• [Required tasks]
1 > Answer these questions from the Triage tutorial, one answer per line, marked (a), (b), and (c):
(a) Which property should the "disk_total" selector pick out?
(b) What is the correct selector name that was mistyped as "global_dat"?
(c) How often does Triage test itself?
2 > Write the next part of the Triage tutorial, starting right after its last sentence.

Copy the above “disk_used” selector metric, and add it to the “metrics” section of the rules.triage file.
Write and add another selector named “disk_total” to select the “total_bytes” property at the same node in the Inspect data.
Note: JSON is picky about commas. Make sure every selector except the last one is followed by a comma.
In addition to selecting values from the “inspect.json” file, you need to do some logic, and probably some arithmetic, to see whether those values indicate a condition worth flagging.
Copy and add the following metric to calculate how full the disk is:
"disk_percentage": {"Eval": "disk_used / disk_total"}
Copy and add the following metric to calculate whether the disk is 98% full.
"disk98": {"Eval": "disk_percentage > 0.98"}
In the “actions” part of the config file, add an action which prints a warning when the disk is 98% full. Use the following line:
"disk_full": {"trigger": "disk98", "print": "Disk is over 98% full"}
print
is the only available action.The following command will run Triage against the local config file.
fx triage --config . --inspect inspect.json
You will get several lines of error indications. What happened?
There was a typo in the selector rules. If you read past all the backslashes (the next version of Triage will be friendlier), you'll see that Triage could not find values needed to evaluate a rule. In fact, the correct selector is “global_data” not “global_dat.” Fix it in your selector rules and try again.
fx triage --config . --inspect inspect.json
Now what happened? Nothing, right? So, how do you know whether there was no problem in the inspect.json file, or a bug in your rule?
You can (and should!) add tests for your actions. For each test, write a snippet of inspect.json content and specify whether it should or should not trigger your rule.
To test the rule you've added, add the following to the “tests” section of the rules.triage file:
"is_full": {"yes": ["disk_full"], "no": [], "inspect": [ {"path": "global_data/storage", "contents": {"root": {"stats": {"total_bytes": 100, "used_bytes": 99}}}} ] }
You can also test conditions in which actions should not trigger:
"not_full": {"yes": [], "no": ["disk_full"], "inspect": [ {"path": "global_data/storage", "contents": {"root": {"stats": {"total_bytes": 100, "used_bytes": 97}}}} ] }
To run the test, just run Triage. It automatically self-tests each time it's run.

• [Data for analysis]
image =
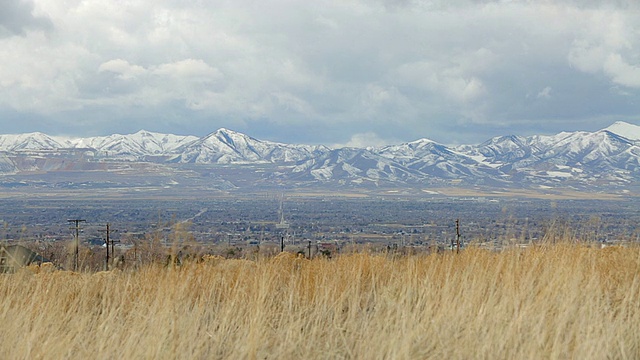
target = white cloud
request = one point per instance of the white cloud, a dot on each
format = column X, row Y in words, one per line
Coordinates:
column 364, row 140
column 544, row 93
column 122, row 68
column 405, row 69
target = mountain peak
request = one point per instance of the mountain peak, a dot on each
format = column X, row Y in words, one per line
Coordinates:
column 624, row 129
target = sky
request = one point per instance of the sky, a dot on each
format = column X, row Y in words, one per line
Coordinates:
column 347, row 72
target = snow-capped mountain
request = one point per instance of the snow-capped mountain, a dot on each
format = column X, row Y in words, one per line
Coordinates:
column 588, row 160
column 133, row 146
column 226, row 146
column 356, row 166
column 621, row 128
column 30, row 141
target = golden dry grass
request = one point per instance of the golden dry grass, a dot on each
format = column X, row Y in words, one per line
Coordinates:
column 560, row 301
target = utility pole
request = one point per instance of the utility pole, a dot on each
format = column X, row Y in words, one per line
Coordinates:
column 457, row 236
column 107, row 243
column 77, row 241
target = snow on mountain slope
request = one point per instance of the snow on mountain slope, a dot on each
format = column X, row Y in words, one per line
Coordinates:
column 30, row 141
column 624, row 129
column 605, row 157
column 355, row 165
column 135, row 145
column 226, row 146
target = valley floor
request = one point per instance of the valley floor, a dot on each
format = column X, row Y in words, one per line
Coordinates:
column 547, row 301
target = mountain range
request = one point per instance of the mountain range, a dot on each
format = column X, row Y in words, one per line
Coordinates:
column 608, row 159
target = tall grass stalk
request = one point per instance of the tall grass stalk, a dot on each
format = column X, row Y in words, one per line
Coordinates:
column 555, row 301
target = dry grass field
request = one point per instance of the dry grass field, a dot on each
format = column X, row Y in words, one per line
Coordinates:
column 556, row 301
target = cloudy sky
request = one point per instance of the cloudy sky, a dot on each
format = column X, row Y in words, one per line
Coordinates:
column 356, row 72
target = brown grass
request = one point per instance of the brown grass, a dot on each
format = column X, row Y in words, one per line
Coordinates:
column 560, row 301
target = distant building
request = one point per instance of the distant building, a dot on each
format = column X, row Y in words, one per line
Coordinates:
column 13, row 257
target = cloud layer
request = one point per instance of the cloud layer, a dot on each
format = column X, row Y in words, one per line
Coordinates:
column 323, row 72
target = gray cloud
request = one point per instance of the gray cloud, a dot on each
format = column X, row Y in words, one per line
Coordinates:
column 333, row 72
column 16, row 17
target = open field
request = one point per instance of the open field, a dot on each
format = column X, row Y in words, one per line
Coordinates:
column 555, row 301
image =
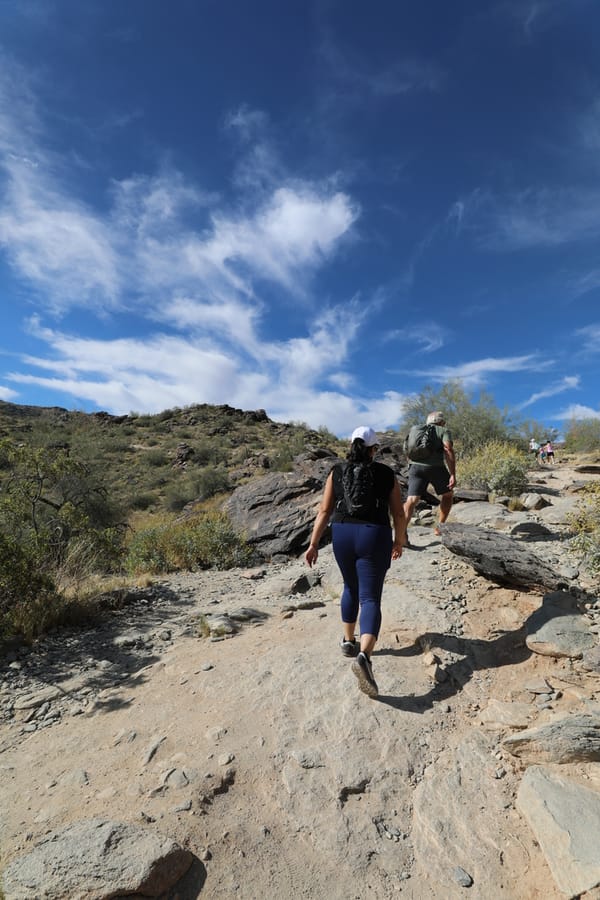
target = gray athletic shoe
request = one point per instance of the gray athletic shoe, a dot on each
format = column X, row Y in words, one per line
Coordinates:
column 364, row 672
column 349, row 648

• [Answers for this exercise]
1 >
(a) "total_bytes"
(b) "global_data"
(c) Each time it's run.

2 >
fx triage --config . --inspect inspect.json
Whoops! That should signal an error:
Test is_full failed: trigger disk98 of action disk_full returned Bool(false), expected true
Triage's arithmetic engine preserves the type of the operands, so 99/100 is 0. You can convert to floating point by adding 0.0. Modify your disk_percentage
rule:
"disk_percentage": {"Eval": "(disk_used + 0.0) / disk_total"}
Run Triage again. The error should disappear, replaced by a warning that your inspect.json file does in fact indicate a full disk.
Warning: 'disk_full' in 'rules' detected 'Disk is 98% full': 'disk98' was true
You can add any number of Triage configuration files, and even use metrics defined in one file in another file. This has lots of applications:
Add a file “product.triage” containing the following:
{ "metrics": { "max_widgets": {"Eval": "4"} }, "actions": {}, "tests": {} }
Add the following metrics to the rules.triage file:
"actual_widgets": {"Selector": "widget_maker.cmx:root:total_widgets"}
That will extract how many widgets were active in the device.
"too_many_widgets": {"Eval": "actual_widgets > product::max_widgets"}
That compares the actual widgets with the theoretical maximum for the product.
Note: To use metrics from another file, combine the file name, two colons, and the metric name.
Finally, add an action:
"widget_overflow": {"trigger": "too_many_widgets", "print": "Too many widgets!"}
Unfortunately, this device tried to use 6 widgets, so this warning should trigger when “fx triage” is run.
Note: The trigger
of an action can also use file::name
syntax to refer to a metric in another file.
In a production environment, several “product.triage” files could be maintained in different directories, and Triage could be directed to use any of them with the “--config” command line argument. (Future versions of Triage may be able to select the correct product file automatically.)
See Triage (fx triage) for the latest features and options - Triage will keep improving!